Data excerpts

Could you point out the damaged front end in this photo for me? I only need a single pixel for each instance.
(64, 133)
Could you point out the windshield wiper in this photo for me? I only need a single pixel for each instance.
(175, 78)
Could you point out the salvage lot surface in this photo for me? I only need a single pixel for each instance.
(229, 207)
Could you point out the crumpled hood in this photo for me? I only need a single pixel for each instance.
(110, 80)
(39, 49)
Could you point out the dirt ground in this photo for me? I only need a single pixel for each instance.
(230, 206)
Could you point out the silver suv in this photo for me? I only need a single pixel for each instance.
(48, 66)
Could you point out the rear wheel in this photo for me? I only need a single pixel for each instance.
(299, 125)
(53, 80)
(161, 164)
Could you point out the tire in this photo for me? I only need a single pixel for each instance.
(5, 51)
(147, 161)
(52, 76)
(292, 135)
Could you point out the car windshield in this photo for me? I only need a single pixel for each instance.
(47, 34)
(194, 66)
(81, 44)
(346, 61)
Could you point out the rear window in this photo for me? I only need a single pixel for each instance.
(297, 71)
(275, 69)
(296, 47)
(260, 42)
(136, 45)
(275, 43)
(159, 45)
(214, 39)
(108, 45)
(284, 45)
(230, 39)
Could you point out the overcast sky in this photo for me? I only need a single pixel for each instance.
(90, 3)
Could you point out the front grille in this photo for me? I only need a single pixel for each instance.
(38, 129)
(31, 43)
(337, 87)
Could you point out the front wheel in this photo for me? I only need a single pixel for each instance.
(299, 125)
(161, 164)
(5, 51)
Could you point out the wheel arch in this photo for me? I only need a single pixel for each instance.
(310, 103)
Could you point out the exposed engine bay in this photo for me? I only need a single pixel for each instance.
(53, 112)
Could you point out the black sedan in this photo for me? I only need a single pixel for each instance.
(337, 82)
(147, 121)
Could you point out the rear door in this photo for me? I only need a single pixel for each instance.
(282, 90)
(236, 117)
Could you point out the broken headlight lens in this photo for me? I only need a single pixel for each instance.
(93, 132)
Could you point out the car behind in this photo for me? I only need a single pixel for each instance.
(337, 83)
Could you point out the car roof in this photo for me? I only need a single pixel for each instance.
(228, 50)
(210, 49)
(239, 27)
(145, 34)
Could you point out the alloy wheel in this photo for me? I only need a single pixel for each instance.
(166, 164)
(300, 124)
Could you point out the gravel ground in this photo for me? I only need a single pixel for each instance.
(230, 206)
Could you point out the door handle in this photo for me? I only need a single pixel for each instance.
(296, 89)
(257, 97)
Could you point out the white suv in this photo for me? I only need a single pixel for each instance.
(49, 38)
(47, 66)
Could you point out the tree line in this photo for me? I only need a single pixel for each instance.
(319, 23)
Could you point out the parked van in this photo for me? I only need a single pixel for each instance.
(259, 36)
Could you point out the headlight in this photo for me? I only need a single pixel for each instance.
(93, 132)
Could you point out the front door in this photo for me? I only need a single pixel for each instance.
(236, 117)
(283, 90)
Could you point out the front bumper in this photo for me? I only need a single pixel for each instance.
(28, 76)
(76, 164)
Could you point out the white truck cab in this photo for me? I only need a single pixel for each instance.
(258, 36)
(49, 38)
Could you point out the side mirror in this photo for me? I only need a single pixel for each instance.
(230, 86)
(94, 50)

◆ WHAT TO DO ◆
Copy out all the entries shown above, character for character.

◆ OUTPUT OF THE TASK ◆
Could you point out the damaged front end in this photo for me? I only need a single pixel for each instance.
(64, 133)
Could you point out the windshield wiper in this photo for me? I only need a single pixel for each instance.
(175, 78)
Could you point out the salvage lot surface in this photo for me? I only need a single pixel for each instance.
(229, 207)
Could you point out the crumpled hood in this photo for me? I only need a single pixel for each instance.
(110, 80)
(39, 49)
Could you point out the dirt ground in this photo for me? I only need a single pixel for each instance.
(230, 206)
Could you point out the silver suv in this photo for me? I only need a single pixel for each instance.
(48, 66)
Could you point out the rear wheel in this photo for me? I only need a single pixel for each instance.
(299, 125)
(53, 80)
(161, 164)
Could you point out the tire in this photo for me? I only need a single pixel for each instance.
(5, 51)
(147, 161)
(52, 76)
(292, 135)
Could you point out the car windshield in this photo for me? I only need a single pixel for each instance.
(47, 34)
(194, 66)
(81, 44)
(346, 61)
Could you point out the rear window in this photo for me? I only need a single pixel for each instance.
(297, 71)
(275, 69)
(296, 47)
(260, 42)
(136, 45)
(275, 43)
(159, 45)
(214, 39)
(108, 45)
(284, 45)
(230, 39)
Could you point out the overcast sky in this photo for me? I only need a single pixel for each instance.
(90, 3)
Could you point out the front grille in this photo for me? I only need a single pixel for each instance.
(38, 129)
(31, 43)
(337, 87)
Could you point out the front wheel in this photo for me? I only need a single pixel for each instance.
(299, 125)
(161, 164)
(5, 51)
Could you point out the wheel arch in this photo for me? I only need a single pixel for each instance.
(310, 103)
Could you point out the exposed engine bay in this photo for me? I only need a single pixel for each instance.
(53, 112)
Could you point out the black sedan in this photo for me? I only need a single pixel for each instance.
(337, 82)
(147, 121)
Could you point out the rear door in this photo for me? I only need a single pixel for each instance.
(282, 90)
(236, 117)
Could you point out the broken headlight lens in this photo for me? I only need a single pixel for each instance.
(93, 132)
Could you point out the car behind in this photo for me? I only need a single pixel for each instance.
(337, 83)
Could you point out the car roof in this photo for me? I only need a single pixel for each instance.
(228, 50)
(210, 49)
(239, 27)
(145, 34)
Could you point out the alloy wheel in this photo for me? I only need a single pixel for each instance.
(166, 164)
(300, 124)
Could you point out the gravel ground in this photo for me? I only need a single pixel for each instance.
(230, 206)
Could you point out the door handle in this photo for me? I only need a single pixel for each instance.
(296, 89)
(257, 97)
Could you point out the white suv in this photo for me? I only need a single pixel for each instance.
(49, 38)
(47, 66)
Could you point out the tree line in this photo for me? I only need a single pixel for each instance.
(319, 23)
Could you point out the parked van in this photo for me? I only need a single pixel for each instance.
(259, 36)
Could you point out the headlight in this photo for me? I only need a single pixel for each instance.
(93, 132)
Could you point out the front door in this photo for me? I only need a single pixel for each instance.
(236, 117)
(283, 90)
Could you point out the front bumper in this photo for me? I only need a single pixel for each instance.
(28, 76)
(76, 164)
Could you point out the white truck cab in this photo for me? I only need a single pixel for each instance.
(258, 36)
(49, 38)
Could you point out the side mirror in this photo for me? I only need a single pixel for each instance.
(230, 86)
(94, 50)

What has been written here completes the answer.